In which Wolf Hall evokes Richard II

I’m reading Wolf Hall by Hilary Mantel.  I’m a quarter way into the book and I love it already.  It’s simply a splendid novel.  As someone who has long thought better of Thomas More, I’m also fascinated by Mantel’s portrayal of More against Cromwell.

In Part II of the book, the cardinal gives Cromwell a history lesson:

He  speaks of the death of kings: of how the second Richard vanished into Pontefract Castles and was murdered there or starved; how the fourth Henry, the usurper, died of a leprosy which so scarred and contracted his body…

This passage evokes Richard II by Shakespeare. In the Act 3 of the play, Richard is stuck in Barkloughly Castle and faces a rebllion led by Bolingbroke. He despairs for a moment and says:

Let’s talk of graves, of worms, and epitaphs;
Make dust our paper and with rainy eyes
Write sorrow on the bosom of the earth,
Let’s choose executors and talk of wills:
And yet not so, for what can we bequeath
Save our deposed bodies to the ground?
Our lands, our lives and all are Bolingbroke’s,
And nothing can we call our own but death
And that small model of the barren earth
Which serves as paste and cover to our bones.

▶ [Work task 1] Output the rows below, character for character, from the beginning of the collected data entries up to and including the line that contains "positive clicks: (128, 1499)".

Collected data entries
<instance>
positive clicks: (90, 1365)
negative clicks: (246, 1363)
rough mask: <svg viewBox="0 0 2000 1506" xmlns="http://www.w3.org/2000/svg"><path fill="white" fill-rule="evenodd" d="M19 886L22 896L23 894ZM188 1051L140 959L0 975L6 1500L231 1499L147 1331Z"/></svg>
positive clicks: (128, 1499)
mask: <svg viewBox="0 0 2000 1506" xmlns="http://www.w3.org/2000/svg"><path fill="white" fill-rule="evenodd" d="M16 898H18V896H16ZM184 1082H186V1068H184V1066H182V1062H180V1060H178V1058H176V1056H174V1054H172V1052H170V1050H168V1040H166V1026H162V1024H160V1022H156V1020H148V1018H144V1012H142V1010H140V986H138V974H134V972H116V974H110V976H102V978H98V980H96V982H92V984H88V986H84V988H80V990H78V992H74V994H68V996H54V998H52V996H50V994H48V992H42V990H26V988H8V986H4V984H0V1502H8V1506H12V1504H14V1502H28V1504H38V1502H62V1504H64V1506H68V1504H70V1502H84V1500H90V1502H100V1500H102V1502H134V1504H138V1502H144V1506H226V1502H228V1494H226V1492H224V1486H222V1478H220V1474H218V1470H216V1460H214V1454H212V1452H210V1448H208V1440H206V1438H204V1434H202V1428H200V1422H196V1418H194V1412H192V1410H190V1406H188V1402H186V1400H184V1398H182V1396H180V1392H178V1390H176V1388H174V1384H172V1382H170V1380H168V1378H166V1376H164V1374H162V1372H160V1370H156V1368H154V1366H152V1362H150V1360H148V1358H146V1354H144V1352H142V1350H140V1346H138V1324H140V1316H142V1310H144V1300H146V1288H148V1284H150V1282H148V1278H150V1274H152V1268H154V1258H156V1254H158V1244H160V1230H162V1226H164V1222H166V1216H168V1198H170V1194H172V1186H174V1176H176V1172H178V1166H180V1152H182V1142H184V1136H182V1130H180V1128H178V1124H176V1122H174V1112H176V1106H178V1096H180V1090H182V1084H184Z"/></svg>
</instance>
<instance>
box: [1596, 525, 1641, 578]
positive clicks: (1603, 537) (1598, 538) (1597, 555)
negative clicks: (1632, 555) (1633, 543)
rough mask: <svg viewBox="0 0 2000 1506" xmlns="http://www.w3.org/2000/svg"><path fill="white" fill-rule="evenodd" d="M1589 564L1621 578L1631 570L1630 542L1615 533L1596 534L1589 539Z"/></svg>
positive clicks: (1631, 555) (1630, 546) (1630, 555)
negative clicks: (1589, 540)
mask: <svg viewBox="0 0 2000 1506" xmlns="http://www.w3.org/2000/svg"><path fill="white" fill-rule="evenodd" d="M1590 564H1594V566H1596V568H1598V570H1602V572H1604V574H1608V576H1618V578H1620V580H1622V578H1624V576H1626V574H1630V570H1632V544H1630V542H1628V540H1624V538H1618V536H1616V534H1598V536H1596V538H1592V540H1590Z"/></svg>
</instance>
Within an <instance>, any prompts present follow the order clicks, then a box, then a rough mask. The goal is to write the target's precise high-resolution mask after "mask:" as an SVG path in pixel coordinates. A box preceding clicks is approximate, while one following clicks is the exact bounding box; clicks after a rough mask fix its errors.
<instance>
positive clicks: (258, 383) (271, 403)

▶ [Work task 2] Return the entire text on Wolf Hall and Richard II verbatim.

▶ [Task solution 1]
<instance>
positive clicks: (90, 1365)
negative clicks: (246, 1363)
rough mask: <svg viewBox="0 0 2000 1506" xmlns="http://www.w3.org/2000/svg"><path fill="white" fill-rule="evenodd" d="M19 886L22 896L23 894ZM188 1051L140 959L0 975L6 1500L231 1499L147 1331Z"/></svg>
positive clicks: (128, 1499)

▶ [Task solution 2]
In which Wolf Hall evokes Richard II

I’m reading Wolf Hall by Hilary Mantel.  I’m a quarter way into the book and I love it already.  It’s simply a splendid novel.  As someone who has long thought better of Thomas More, I’m also fascinated by Mantel’s portrayal of More against Cromwell.

In Part II of the book, the cardinal gives Cromwell a history lesson:

He  speaks of the death of kings: of how the second Richard vanished into Pontefract Castles and was murdered there or starved; how the fourth Henry, the usurper, died of a leprosy which so scarred and contracted his body…

This passage evokes Richard II by Shakespeare. In the Act 3 of the play, Richard is stuck in Barkloughly Castle and faces a rebllion led by Bolingbroke. He despairs for a moment and says:

Let’s talk of graves, of worms, and epitaphs;
Make dust our paper and with rainy eyes
Write sorrow on the bosom of the earth,
Let’s choose executors and talk of wills:
And yet not so, for what can we bequeath
Save our deposed bodies to the ground?
Our lands, our lives and all are Bolingbroke’s,
And nothing can we call our own but death
And that small model of the barren earth
Which serves as paste and cover to our bones.